Task objective: Which lines in the entries below contain the string "notebook"? Extract every one of them, copied in full, and treat uppercase and lowercase as different.

_ _ _ _ _

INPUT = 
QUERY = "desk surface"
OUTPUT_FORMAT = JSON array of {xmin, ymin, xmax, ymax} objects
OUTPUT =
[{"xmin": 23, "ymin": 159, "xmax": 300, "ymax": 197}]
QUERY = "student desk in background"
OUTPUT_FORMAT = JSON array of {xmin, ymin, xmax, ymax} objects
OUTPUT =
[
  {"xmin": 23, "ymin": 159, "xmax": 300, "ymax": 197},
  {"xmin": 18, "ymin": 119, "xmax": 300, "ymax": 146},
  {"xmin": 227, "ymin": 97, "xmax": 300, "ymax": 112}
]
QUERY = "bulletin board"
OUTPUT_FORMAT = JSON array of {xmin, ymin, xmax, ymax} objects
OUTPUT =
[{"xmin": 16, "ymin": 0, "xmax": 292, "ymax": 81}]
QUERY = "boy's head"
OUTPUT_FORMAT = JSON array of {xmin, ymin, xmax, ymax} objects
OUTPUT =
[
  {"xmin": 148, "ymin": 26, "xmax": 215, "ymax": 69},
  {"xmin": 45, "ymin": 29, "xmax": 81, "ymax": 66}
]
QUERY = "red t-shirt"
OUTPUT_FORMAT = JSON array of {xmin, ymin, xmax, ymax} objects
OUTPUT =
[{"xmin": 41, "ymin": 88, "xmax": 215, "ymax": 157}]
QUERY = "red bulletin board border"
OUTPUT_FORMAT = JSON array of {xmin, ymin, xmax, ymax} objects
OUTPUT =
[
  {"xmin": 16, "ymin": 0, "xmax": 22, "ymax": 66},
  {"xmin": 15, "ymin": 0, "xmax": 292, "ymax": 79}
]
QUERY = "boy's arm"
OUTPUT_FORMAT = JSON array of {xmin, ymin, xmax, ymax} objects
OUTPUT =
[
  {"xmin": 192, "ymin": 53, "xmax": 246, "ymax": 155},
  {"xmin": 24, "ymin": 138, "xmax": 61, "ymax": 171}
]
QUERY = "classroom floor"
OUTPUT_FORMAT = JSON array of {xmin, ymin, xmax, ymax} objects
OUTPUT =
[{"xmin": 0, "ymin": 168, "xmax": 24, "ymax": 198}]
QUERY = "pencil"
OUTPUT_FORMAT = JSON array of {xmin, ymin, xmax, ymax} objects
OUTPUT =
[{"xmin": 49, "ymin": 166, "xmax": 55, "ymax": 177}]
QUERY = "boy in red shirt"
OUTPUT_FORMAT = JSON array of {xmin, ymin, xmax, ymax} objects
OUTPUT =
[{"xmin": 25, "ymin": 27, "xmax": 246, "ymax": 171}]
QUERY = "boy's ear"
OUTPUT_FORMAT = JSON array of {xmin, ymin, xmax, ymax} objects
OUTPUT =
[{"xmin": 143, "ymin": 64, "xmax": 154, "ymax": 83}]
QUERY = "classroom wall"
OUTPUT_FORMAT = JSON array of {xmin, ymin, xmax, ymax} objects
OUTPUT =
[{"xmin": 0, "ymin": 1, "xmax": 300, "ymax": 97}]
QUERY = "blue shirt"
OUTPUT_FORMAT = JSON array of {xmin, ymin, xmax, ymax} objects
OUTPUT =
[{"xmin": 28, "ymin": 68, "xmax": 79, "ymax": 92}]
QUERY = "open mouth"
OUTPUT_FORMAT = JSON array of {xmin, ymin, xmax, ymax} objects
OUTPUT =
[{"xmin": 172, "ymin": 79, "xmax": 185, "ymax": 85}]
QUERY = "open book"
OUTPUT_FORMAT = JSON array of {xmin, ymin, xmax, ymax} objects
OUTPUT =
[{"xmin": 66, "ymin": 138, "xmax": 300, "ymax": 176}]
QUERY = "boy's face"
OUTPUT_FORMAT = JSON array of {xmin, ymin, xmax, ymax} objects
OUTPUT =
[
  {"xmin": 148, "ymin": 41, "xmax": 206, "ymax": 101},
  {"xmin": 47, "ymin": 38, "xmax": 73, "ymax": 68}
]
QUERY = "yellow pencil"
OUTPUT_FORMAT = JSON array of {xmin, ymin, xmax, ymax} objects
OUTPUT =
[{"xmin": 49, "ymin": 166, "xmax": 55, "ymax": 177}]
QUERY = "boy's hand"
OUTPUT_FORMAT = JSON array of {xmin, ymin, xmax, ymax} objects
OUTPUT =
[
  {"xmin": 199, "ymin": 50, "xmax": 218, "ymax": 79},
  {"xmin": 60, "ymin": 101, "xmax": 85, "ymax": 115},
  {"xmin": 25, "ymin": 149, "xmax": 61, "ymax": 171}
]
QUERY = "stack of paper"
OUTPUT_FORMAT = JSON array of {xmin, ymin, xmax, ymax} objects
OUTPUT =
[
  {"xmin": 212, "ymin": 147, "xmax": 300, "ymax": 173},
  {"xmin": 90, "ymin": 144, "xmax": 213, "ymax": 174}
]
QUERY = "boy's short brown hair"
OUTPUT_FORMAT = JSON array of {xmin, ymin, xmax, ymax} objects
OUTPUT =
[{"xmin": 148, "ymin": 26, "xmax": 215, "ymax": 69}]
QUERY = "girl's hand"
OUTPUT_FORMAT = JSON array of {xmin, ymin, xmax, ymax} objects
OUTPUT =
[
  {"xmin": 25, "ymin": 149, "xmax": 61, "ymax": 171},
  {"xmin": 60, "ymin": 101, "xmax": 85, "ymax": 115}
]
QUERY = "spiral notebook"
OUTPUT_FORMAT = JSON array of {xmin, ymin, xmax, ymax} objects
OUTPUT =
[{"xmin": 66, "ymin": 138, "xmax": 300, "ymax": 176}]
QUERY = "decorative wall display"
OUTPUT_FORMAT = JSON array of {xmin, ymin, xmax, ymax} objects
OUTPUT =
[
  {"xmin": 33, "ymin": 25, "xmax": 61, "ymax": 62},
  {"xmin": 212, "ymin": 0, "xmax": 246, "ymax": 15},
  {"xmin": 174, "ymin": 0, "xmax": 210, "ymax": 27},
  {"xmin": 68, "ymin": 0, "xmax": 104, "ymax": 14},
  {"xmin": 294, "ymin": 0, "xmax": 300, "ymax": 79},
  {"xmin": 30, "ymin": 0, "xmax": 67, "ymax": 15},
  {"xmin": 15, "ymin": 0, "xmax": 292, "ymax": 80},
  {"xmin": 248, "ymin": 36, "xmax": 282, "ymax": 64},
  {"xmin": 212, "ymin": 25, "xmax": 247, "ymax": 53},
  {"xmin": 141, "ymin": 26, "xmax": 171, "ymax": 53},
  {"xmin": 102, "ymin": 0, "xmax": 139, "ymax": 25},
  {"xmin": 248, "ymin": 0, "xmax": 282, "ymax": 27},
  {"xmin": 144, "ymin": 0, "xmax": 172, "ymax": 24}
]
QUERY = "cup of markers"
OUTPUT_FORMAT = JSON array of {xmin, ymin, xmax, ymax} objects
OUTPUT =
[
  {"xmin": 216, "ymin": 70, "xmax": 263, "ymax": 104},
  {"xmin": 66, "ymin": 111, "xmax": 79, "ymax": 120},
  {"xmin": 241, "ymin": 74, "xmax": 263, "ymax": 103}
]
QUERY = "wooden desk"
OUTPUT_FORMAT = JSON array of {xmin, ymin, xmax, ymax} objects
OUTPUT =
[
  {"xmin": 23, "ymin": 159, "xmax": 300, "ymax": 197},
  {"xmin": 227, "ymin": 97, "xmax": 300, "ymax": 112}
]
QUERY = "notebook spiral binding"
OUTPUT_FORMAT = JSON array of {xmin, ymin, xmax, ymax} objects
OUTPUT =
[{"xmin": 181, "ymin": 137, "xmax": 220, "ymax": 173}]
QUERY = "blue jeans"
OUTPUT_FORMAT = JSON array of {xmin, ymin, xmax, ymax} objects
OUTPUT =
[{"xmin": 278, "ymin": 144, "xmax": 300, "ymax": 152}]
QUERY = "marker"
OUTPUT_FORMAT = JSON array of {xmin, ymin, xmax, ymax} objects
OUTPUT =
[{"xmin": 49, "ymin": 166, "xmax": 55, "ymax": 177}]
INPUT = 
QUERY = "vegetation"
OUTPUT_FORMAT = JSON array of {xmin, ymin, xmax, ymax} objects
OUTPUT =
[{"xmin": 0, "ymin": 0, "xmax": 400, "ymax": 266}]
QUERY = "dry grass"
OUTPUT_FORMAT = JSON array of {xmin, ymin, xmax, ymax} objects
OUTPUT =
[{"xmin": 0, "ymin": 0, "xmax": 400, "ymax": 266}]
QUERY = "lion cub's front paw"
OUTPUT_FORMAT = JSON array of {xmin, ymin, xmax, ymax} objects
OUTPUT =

_ _ _ _ _

Exercise output:
QUERY = "spiral notebook"
QUERY = "notebook spiral binding"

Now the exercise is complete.